◆ **Recorded data**
-=-=-
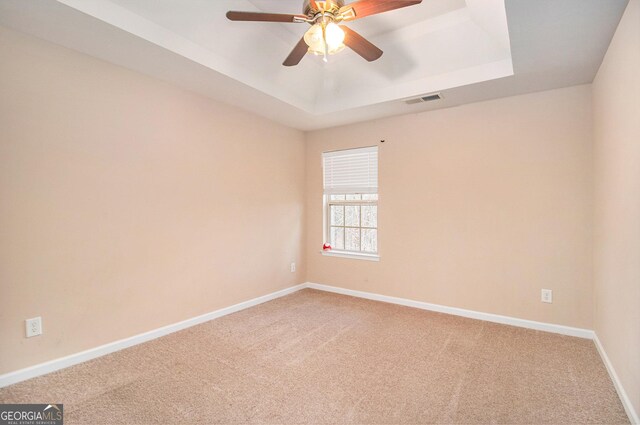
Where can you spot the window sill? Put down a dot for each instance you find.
(352, 255)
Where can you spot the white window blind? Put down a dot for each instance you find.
(351, 171)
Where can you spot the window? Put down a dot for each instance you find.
(351, 201)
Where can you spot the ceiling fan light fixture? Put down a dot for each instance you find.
(333, 37)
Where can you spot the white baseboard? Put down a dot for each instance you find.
(624, 398)
(73, 359)
(523, 323)
(489, 317)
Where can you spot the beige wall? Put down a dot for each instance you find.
(616, 101)
(127, 204)
(481, 206)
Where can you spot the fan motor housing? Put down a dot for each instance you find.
(331, 6)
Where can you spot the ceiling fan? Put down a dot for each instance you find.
(326, 37)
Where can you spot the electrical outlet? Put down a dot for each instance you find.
(34, 327)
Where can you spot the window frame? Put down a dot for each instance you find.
(327, 203)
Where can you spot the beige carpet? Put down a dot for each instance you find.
(315, 357)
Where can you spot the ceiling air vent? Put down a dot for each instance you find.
(426, 98)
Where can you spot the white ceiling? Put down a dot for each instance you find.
(469, 50)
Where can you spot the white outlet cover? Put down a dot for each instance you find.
(34, 326)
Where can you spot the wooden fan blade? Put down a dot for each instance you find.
(262, 17)
(296, 54)
(360, 45)
(363, 8)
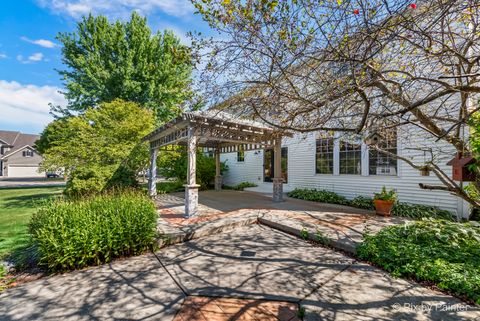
-=-=-
◆ **Exercise details**
For this exercise, output the records exactly but omit their pictures.

◆ **Result**
Where can you spot the window sill? Put down a dot for each instance you find.
(352, 255)
Where can you spot the white window blind? Put down a dot for each instance you find.
(351, 171)
Where can you spot the window? Put down a dot for each instance you find.
(351, 201)
Where can you spot the ceiling fan light fixture? Put down a dot for each instance you find.
(333, 37)
Where can you spot the white baseboard? Put down a dot for each instance you find.
(624, 398)
(73, 359)
(523, 323)
(489, 317)
Where can you spot the beige wall? Put down a dot for each instance you find.
(616, 101)
(127, 204)
(481, 206)
Where can you spot the fan motor housing? Put down a dot for each instance you find.
(331, 6)
Where can you spot the ceiling fan? Put down a dot for each instance you find.
(326, 37)
Where can you spot the electrical outlet? Put down a dot for each instance you find.
(34, 327)
Where can you spot the window frame? Put down a dot for each instance you find.
(327, 203)
Where can you spot the beige carpet? Put down a dot for each instance you find.
(315, 357)
Where can you spot the ceiling air vent? Put down a dot for each instance you find.
(426, 98)
Where can you spot the white ceiling? Put down a dot for each instance you find.
(469, 50)
Where can you spot the white outlet cover? Put down a dot for each instance you find.
(34, 326)
Where can you spot the wooden fan blade? Put down a dot for each instance you find.
(262, 17)
(296, 54)
(360, 45)
(363, 8)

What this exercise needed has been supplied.